(Page text)

GLASGOW—Antibiotics may be a useful adjunctive treatment for overactive bladder (OAB), according to British researchers.

About 50% of patients presenting with OAB appear to have an infection or an inflammatory process at the heart of their OAB etiology, despite presenting with negative routine urinalyses, they noted.

A team led by James Malone-Lee, MD, Professor of Medicine at University College London, studied 440 OAB patients (380 women and 60 men) whom they divided into three groups. Group 1 (147 patients) had OAB and pyuria and were treated with antibiotics in addition to antimuscarinics and bladder retaining. Group 2 (212 patients) had OAB without pyuria and were treated only with antimuscarinics and bladder retraining. Group 3 (81 patients) had OAB but manifested late pyuria at subsequent follow-up, at which time antibiotics were initiated.

Group 3 patients took significantly longer to recover (198-321 days) compared with group 1 (165-229 days). The late introduction of antibiotics was followed by significant symptom improvement. Group 2 patients recovered the fastest (138-180 days). The three groups, each treated differently based on clinical presentation, improved similarly, the researchers noted in a poster presentation.

(End Page text)
(Provided information)

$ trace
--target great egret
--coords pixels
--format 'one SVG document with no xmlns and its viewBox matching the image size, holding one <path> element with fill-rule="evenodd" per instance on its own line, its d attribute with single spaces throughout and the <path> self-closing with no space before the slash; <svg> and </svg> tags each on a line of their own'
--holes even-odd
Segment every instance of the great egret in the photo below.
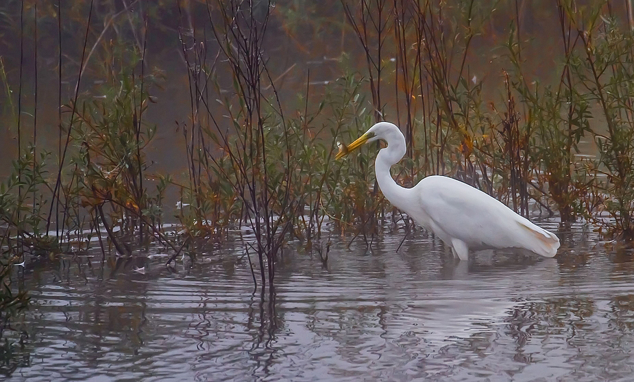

(End Provided information)

# [Problem set]
1 > Answer these from the article on antibiotics for overactive bladder:
(a) How many patients did the researchers study?
(b) Who led the research team?
(c) Which group recovered the fastest, and over how many days?
2 > Write what comes next in the article on antibiotics for overactive bladder, starting after its last sentence.
The material can be left aside; nothing here depends on it.

# [Responses to the tasks]
1 >
(a) 440 patients (380 women and 60 men).
(b) James Malone-Lee, MD, Professor of Medicine at University College London.
(c) Group 2, in 138-180 days.

2 >
“Important circumstantial evidence of antibiotic efficacy was demonstrated by clearance of pyuria in group 1,” the authors stated, adding that the effects of introducing antibiotics late into group 3, followed by strong evidence of a response, favors efficacy.  “Infection as a significant disease complication is implied by the shorter time-course of treatment in group 2.”

The researchers pointed to a previous study (J Urol 2010;183:1843-1847) demonstrating that the microscopic non-dipstick detection is the best surrogate marker of urinary infection available, superior to dipsticks and routine mid-stream urinary specimen culture. “This raised the implication that patients, with OAB symptoms but manifesting microscopic pyuria, despite negative urine cultures, should be treated with antibiotics as an adjunct to antimuscarinics and bladder retraining,” Dr. Malone-Lee’s group stated.

They concluded that their findings provide strong justification for a large-scale randomized, placebo-controlled trial of antibiotic use in patients with OAB and pyuria but a negative urine culture.